**Written problem:**
Retype every entry in its entirety, without alteration.

**Dataset excerpts:**
□ □ □ □ □ □ □

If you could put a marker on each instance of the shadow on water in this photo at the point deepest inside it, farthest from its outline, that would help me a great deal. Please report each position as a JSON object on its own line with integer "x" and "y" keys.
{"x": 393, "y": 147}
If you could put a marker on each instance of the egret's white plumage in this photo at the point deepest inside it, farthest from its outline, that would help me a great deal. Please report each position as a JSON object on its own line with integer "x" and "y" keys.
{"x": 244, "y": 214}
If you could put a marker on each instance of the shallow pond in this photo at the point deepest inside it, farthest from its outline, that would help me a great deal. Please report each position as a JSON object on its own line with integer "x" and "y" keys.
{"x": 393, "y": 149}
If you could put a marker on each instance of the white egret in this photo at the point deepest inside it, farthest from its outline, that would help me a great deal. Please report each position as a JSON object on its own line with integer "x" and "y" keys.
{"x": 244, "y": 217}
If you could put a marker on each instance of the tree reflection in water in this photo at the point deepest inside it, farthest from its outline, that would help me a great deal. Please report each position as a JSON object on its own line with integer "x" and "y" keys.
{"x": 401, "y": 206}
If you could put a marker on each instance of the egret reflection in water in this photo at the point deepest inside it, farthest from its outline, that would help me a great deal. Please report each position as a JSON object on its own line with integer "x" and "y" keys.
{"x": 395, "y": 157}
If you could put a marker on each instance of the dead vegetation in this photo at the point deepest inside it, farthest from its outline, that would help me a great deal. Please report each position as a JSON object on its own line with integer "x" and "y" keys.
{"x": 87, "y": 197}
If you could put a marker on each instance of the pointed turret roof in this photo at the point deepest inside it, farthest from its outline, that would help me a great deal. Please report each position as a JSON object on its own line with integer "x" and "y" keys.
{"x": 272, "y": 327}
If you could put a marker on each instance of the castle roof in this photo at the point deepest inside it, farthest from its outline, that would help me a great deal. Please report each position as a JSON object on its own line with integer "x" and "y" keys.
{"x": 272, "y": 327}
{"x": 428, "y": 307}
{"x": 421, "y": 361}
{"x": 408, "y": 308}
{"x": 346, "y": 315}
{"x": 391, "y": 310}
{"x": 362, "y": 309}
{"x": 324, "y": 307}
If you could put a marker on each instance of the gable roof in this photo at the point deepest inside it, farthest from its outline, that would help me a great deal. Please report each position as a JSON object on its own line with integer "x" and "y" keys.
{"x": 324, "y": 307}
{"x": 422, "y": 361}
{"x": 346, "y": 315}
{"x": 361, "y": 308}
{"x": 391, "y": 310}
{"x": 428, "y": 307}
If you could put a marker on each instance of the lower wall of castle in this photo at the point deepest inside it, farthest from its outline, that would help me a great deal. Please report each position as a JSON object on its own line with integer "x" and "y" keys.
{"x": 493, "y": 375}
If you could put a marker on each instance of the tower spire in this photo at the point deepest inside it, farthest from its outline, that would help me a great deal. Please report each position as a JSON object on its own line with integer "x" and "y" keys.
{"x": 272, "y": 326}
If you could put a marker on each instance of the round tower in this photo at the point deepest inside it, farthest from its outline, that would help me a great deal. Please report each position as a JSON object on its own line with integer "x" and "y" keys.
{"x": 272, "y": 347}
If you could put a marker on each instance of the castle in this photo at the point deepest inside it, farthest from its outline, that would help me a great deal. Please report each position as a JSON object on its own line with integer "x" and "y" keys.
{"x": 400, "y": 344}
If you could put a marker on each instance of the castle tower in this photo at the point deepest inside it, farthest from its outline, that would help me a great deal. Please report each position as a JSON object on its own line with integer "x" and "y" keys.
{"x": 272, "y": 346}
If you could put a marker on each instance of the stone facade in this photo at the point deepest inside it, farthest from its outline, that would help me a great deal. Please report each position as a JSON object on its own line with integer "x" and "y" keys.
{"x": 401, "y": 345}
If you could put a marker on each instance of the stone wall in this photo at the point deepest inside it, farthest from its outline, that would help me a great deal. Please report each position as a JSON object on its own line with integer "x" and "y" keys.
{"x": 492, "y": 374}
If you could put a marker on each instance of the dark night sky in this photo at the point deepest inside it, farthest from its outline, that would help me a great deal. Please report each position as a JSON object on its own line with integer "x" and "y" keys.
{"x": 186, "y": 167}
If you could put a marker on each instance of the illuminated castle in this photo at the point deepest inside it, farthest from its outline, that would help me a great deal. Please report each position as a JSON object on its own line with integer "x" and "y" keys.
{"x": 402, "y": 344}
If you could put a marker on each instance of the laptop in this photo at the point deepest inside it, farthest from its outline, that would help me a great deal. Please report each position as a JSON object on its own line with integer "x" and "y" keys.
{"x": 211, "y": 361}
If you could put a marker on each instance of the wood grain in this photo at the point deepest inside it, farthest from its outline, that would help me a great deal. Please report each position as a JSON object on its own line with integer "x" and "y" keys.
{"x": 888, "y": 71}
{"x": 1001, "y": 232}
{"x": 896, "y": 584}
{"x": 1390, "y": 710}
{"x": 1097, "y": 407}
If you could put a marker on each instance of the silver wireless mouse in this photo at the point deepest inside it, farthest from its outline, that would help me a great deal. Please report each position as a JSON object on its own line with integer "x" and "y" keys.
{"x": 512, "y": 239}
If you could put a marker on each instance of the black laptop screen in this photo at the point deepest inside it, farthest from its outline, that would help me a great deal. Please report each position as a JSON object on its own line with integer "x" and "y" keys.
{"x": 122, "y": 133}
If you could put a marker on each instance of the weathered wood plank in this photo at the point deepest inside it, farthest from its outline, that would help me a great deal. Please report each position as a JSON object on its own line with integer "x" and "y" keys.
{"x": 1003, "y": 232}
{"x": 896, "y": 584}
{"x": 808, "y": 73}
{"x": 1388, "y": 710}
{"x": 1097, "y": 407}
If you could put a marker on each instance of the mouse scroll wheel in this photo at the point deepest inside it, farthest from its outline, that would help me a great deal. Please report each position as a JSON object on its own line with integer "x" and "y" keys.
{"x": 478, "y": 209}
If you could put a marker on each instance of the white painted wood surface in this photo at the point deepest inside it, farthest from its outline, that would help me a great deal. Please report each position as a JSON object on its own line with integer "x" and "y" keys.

□ □ □ □ □ □ □

**Task output:**
If you could put a marker on each instance of the shadow on water in this photo at the point deepest inside it, farthest from its outline, that would help me a great deal. Please report each position as a JSON object on its own line with integer "x" and "y" keys.
{"x": 393, "y": 147}
If you could put a marker on each instance of the egret's white plumage in this photo at the point deepest inside it, farthest from its outline, that would help me a great deal. Please report each position as a JSON object on its own line with integer "x" and "y" keys.
{"x": 244, "y": 214}
If you could put a marker on each instance of the shallow pond in this photo at the point deepest inside it, farthest from its outline, that would help me a great deal. Please report each position as a JSON object on its own line with integer "x" and "y" keys.
{"x": 393, "y": 149}
If you could put a marker on each instance of the white egret in this photo at the point deepest inside it, farthest from its outline, that would help me a great deal. Please report each position as a JSON object on its own line with integer "x" and "y" keys.
{"x": 244, "y": 217}
If you could put a marker on each instance of the tree reflection in water in this photo at the point deepest inside it, farthest from its outline, that would help me a great deal. Please report each position as a JSON object on its own line with integer "x" and "y" keys.
{"x": 401, "y": 206}
If you could put a marker on each instance of the egret reflection in water in this photo at the point deepest inside it, farthest from its outline, that would help me a great deal. Please report each position as a JSON object on its own line with integer "x" and "y" keys.
{"x": 395, "y": 157}
If you could put a marker on each instance of the dead vegetation in this photo at the point deepest inside it, farthest from its outline, that would help me a great deal. Please report each position as a JSON object on its own line with integer "x" and "y" keys.
{"x": 87, "y": 197}
If you could put a marker on each instance of the pointed turret roof in this photo at the point deepest inside it, farthest from its outline, that would help me a great deal. Please report each position as a JSON object on its own line with integer "x" and "y" keys.
{"x": 272, "y": 327}
If you could put a marker on each instance of the castle roof in this photo at the point deepest inside it, farthest from its outline, that would help me a great deal. Please report each position as a JSON object on its own line with integer "x" and "y" keys.
{"x": 272, "y": 327}
{"x": 428, "y": 307}
{"x": 421, "y": 361}
{"x": 408, "y": 308}
{"x": 346, "y": 315}
{"x": 391, "y": 310}
{"x": 362, "y": 309}
{"x": 324, "y": 307}
If you could put a marker on each instance of the gable roof in this photo at the point deepest inside it, farthest from its outline, that would help me a great deal. Please report each position as a JSON object on its own line with integer "x" and "y" keys.
{"x": 324, "y": 307}
{"x": 422, "y": 361}
{"x": 346, "y": 315}
{"x": 361, "y": 308}
{"x": 391, "y": 310}
{"x": 428, "y": 307}
If you could put a marker on each instance of the lower wall of castle in this photo at the point deepest inside it, farthest from its outline, that would help me a great deal. Please report each position as a JSON object on its own line with integer "x" and "y" keys.
{"x": 493, "y": 375}
If you could put a marker on each instance of the tower spire in this photo at the point deepest inside it, farthest from its outline, that would help me a great deal. Please report each position as a JSON object on its own line with integer "x" and "y" keys.
{"x": 272, "y": 326}
If you could put a marker on each instance of the round tower in this photo at the point deepest inside it, farthest from its outline, that would help me a great deal. Please report each position as a JSON object on its own line with integer "x" and "y" keys.
{"x": 272, "y": 347}
If you could put a marker on each instance of the castle in this photo at the point deepest inside it, farthest from its outline, that would help me a great deal. Please report each position as a JSON object on its own line with integer "x" and "y" keys.
{"x": 400, "y": 344}
If you could put a marker on each instance of the castle tower in this photo at the point deepest inside it, farthest from its outline, that would help me a great deal. Please report each position as a JSON object on its own line with integer "x" and "y" keys.
{"x": 272, "y": 346}
If you could put a marker on each instance of the stone facade in this photo at the point deepest inside it, farthest from its outline, that would help me a great deal. Please report each position as a JSON object on its own line with integer "x" and "y" keys.
{"x": 401, "y": 345}
If you could put a marker on each instance of the stone wall in this photo at the point deepest inside it, farthest from its outline, that would help me a great deal. Please report each position as a JSON object on its own line with integer "x" and "y" keys.
{"x": 492, "y": 374}
If you could put a marker on each instance of the dark night sky in this photo at the point deepest inside it, farthest from its outline, that would help me a great deal. Please report each position as a JSON object on its own line with integer "x" and "y" keys.
{"x": 186, "y": 167}
If you could put a marker on each instance of the illuminated castle in this photo at the point deepest inside it, farthest from its outline, that would help me a great deal. Please report each position as a JSON object on its own line with integer "x" and "y" keys.
{"x": 402, "y": 344}
If you could put a marker on each instance of the laptop in this photo at the point deepest inside it, farthest from its outline, that would help me a great deal. Please report each position as a JSON object on its own line with integer "x" and "y" keys.
{"x": 211, "y": 361}
If you could put a marker on each instance of the wood grain in this photo at the point deepest inside it, farthest from its outline, that would help me a great deal. Please report each position as a JSON object on its own line with integer "x" and "y" keys.
{"x": 888, "y": 71}
{"x": 1001, "y": 232}
{"x": 896, "y": 584}
{"x": 1390, "y": 710}
{"x": 1097, "y": 407}
If you could put a marker on each instance of the silver wireless mouse in this photo at the point deepest inside it, farthest from its outline, that would help me a great deal. Please report each position as a JSON object on its own line with integer "x" and "y" keys.
{"x": 512, "y": 239}
If you could put a marker on each instance of the black laptop screen in this photo at the point deepest inside it, farthest from its outline, that would help me a great deal. Please report each position as a JSON object on its own line with integer "x" and "y" keys.
{"x": 122, "y": 133}
If you could put a marker on each instance of the weathered wood plank in this photo at the point deepest inside it, farthest from its outline, that would help me a great deal. Please report each position as a JSON object on its own line with integer "x" and "y" keys.
{"x": 1003, "y": 232}
{"x": 896, "y": 584}
{"x": 808, "y": 73}
{"x": 1388, "y": 710}
{"x": 1097, "y": 407}
If you could put a marker on each instance of the mouse scroll wheel in this photo at the point deepest inside it, farthest from its outline, that would help me a great deal. Please report each position as a JSON object on its own line with integer "x" and "y" keys.
{"x": 478, "y": 209}
If you could put a marker on each instance of the white painted wood surface in this photo at the point deepest inside it, farthest from its outline, that would help me a great deal. Please report each position as a JSON object on its own line with integer "x" and "y" keys.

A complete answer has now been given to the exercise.